(Dataset items)
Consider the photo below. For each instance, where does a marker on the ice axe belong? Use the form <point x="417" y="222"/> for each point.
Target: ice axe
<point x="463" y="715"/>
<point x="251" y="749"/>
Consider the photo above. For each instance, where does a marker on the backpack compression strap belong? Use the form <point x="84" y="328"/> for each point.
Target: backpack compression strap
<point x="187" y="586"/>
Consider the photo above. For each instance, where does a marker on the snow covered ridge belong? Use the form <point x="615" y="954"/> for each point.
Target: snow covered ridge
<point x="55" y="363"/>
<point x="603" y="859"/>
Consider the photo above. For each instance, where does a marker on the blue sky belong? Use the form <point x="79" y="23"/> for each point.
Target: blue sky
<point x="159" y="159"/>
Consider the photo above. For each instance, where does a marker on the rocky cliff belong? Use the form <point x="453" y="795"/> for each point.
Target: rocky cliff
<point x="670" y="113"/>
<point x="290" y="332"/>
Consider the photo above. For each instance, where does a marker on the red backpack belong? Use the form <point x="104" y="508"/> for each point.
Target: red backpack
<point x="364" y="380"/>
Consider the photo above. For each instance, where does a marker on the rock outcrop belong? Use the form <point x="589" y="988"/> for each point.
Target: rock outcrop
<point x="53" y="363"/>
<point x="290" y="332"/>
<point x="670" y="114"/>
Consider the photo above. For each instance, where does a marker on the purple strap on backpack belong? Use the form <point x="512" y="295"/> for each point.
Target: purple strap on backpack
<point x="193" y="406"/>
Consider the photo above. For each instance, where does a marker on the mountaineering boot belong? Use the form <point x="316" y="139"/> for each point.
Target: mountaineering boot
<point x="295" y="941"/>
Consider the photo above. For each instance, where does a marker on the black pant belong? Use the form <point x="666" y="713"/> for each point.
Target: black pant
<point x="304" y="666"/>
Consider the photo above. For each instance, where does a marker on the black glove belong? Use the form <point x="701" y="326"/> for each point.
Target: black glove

SET TASK: Rewrite the listing above, swapping every "backpack" for "rucksack" and leaving everything else untouched.

RIGHT ANSWER:
Consider the photo below. For each instance, where does a marker on the ice axe belong? Use the form <point x="417" y="222"/> for each point.
Target: ice axe
<point x="463" y="715"/>
<point x="251" y="749"/>
Consider the photo above. For each instance, where does a marker on the rucksack compression strap belong? Use the form <point x="84" y="328"/> for each point.
Target: rucksack compression strap
<point x="187" y="586"/>
Consider the photo above. For each instance, where does a marker on the snow covered ridge belong? Use the form <point x="615" y="954"/> for each point.
Target: snow covered ridge
<point x="55" y="363"/>
<point x="603" y="859"/>
Consider the photo above. For each instance, where does a marker on the blue sky belong? Use the form <point x="79" y="23"/> for each point.
Target: blue sky
<point x="159" y="159"/>
Consider the photo above. For each instance, where does a marker on the rocky cliff belong? Use the form <point x="453" y="795"/> for each point.
Target: rocky cliff
<point x="670" y="113"/>
<point x="290" y="332"/>
Consider the photo above. For each instance, where does a marker on the red rucksack belong? Use the form <point x="104" y="508"/> for each point.
Target: red rucksack
<point x="364" y="380"/>
Consider the photo above. For each instance, where does a marker on the rock outcrop belong? Use the form <point x="589" y="988"/> for each point.
Target: rock outcrop
<point x="53" y="363"/>
<point x="290" y="332"/>
<point x="670" y="114"/>
Consider the photo above. For each instance, where does a marker on the purple strap on rucksack belong? Use the form <point x="512" y="295"/> for each point.
Target: purple strap on rucksack
<point x="193" y="406"/>
Consider the photo above. For each instance, where does a marker on the mountaineering boot belong? Use the form <point x="316" y="139"/> for each point.
Target: mountaineering boot
<point x="295" y="941"/>
Consider the photo above. For each instance, where does a marker on the black pant belong? Use the form <point x="666" y="713"/> for each point.
Target: black pant
<point x="304" y="666"/>
Consider the photo above. For each instance, where does a marker on the black glove belong? Use the form <point x="701" y="326"/> for each point.
Target: black glove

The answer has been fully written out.